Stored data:

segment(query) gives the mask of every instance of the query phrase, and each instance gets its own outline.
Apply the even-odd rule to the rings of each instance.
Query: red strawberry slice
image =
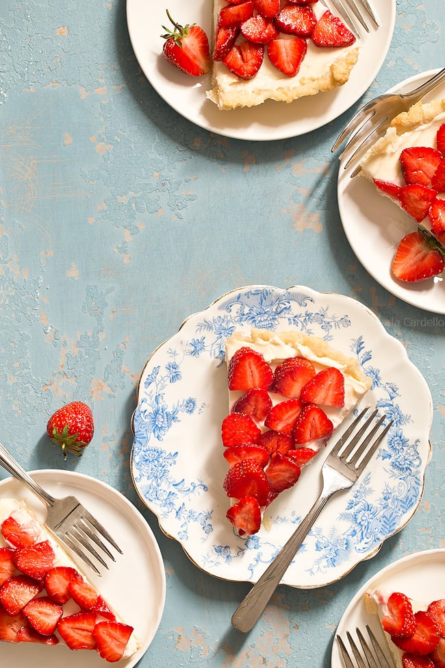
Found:
[[[317,47],[347,47],[355,42],[355,36],[338,16],[327,10],[312,32]]]
[[[62,618],[58,631],[71,650],[94,650],[96,641],[92,633],[95,626],[95,613],[75,613]]]
[[[229,466],[242,462],[243,459],[253,459],[264,469],[269,461],[269,453],[266,448],[253,443],[229,446],[222,454]]]
[[[327,438],[333,430],[333,425],[322,408],[315,404],[307,404],[295,423],[292,435],[296,445],[309,441]]]
[[[409,283],[426,280],[444,271],[445,260],[437,245],[420,232],[410,232],[401,240],[392,262],[392,273]]]
[[[118,621],[99,621],[93,631],[97,651],[105,661],[122,658],[133,627]]]
[[[290,436],[302,407],[303,404],[299,399],[289,399],[287,401],[281,401],[270,409],[264,420],[264,425]]]
[[[0,586],[16,572],[12,563],[13,554],[14,550],[11,547],[0,547]]]
[[[344,406],[344,376],[335,367],[323,369],[302,388],[300,398],[304,404],[341,408]]]
[[[381,621],[383,630],[390,636],[412,636],[416,619],[411,601],[400,591],[393,592],[387,600],[388,614]]]
[[[51,636],[54,633],[63,612],[63,607],[51,601],[49,596],[33,599],[23,610],[33,628],[43,636]]]
[[[274,18],[277,27],[286,35],[309,37],[317,23],[315,12],[309,5],[285,5]]]
[[[222,62],[231,72],[240,79],[252,79],[261,67],[264,58],[264,47],[262,44],[241,42],[233,45],[222,59]]]
[[[233,525],[240,536],[256,534],[261,526],[259,504],[253,497],[240,499],[226,512],[226,517]]]
[[[434,652],[439,643],[439,632],[433,620],[423,610],[414,615],[416,630],[412,636],[392,636],[394,645],[403,652],[423,656]]]
[[[269,42],[267,46],[269,60],[288,77],[296,74],[307,52],[307,42],[303,37],[294,39],[279,37]]]
[[[244,459],[231,467],[222,484],[228,497],[242,499],[253,496],[264,506],[269,495],[268,482],[262,467],[253,459]]]
[[[229,362],[229,390],[250,390],[253,387],[268,390],[272,380],[273,371],[263,356],[248,346],[237,350]]]
[[[269,429],[260,435],[258,445],[266,448],[270,455],[272,455],[275,452],[285,455],[288,451],[294,447],[294,441],[289,434],[276,432],[275,429]]]
[[[253,387],[247,390],[232,406],[232,412],[250,415],[253,420],[262,422],[270,408],[272,399],[267,390]]]
[[[261,431],[250,415],[230,413],[222,420],[221,438],[225,447],[242,443],[256,443]]]
[[[289,489],[295,484],[300,478],[301,469],[296,462],[275,453],[266,469],[266,475],[269,481],[272,494],[279,494],[285,489]]]
[[[0,603],[9,615],[16,615],[42,589],[42,585],[32,578],[12,576],[0,587]]]
[[[279,32],[271,18],[257,14],[241,24],[241,34],[254,44],[267,44],[278,37]]]
[[[12,562],[18,571],[35,580],[42,580],[54,564],[55,555],[49,541],[42,541],[26,547],[18,547]]]
[[[405,183],[432,187],[431,179],[442,160],[438,151],[430,146],[413,146],[404,149],[399,159]]]
[[[428,210],[435,199],[435,190],[416,184],[403,186],[398,193],[400,206],[418,223],[428,215]]]
[[[291,357],[275,369],[270,389],[290,399],[299,399],[301,388],[312,380],[315,374],[315,367],[309,360],[304,357]]]
[[[68,586],[75,576],[78,575],[71,566],[55,566],[44,576],[44,586],[50,598],[62,605],[71,597]]]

● Short problem
How many lines of the data contain the word "each"? Reply with the number only.

● Response
2